- _AIM_:
Convert the lines below into a Markdown table with the columns Row and Line, numbering each row and leaving out any blank lines.

- _LISTING_:
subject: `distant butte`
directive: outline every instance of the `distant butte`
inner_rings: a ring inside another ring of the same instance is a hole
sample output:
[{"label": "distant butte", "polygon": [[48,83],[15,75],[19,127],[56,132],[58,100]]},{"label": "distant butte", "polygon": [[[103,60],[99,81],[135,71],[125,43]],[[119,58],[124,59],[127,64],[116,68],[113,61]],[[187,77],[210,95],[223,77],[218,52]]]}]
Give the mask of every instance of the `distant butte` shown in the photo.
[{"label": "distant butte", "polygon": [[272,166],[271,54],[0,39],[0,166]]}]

- _WRITTEN ANSWER_:
| Row | Line |
|---|---|
| 1 | subject: `distant butte` |
| 2 | directive: outline every instance of the `distant butte` |
| 3 | inner_rings: a ring inside another ring of the same instance is a hole |
| 4 | sample output: |
| 5 | [{"label": "distant butte", "polygon": [[48,83],[15,75],[19,127],[56,132],[58,100]]},{"label": "distant butte", "polygon": [[[103,60],[99,81],[135,71],[125,43]],[[119,58],[124,59],[127,64],[116,68],[113,61]],[[187,77],[210,95],[223,77],[218,52]]]}] |
| 6 | Give the mask of every instance of the `distant butte` shown in the photo. |
| 7 | [{"label": "distant butte", "polygon": [[272,166],[271,54],[0,39],[0,166]]}] |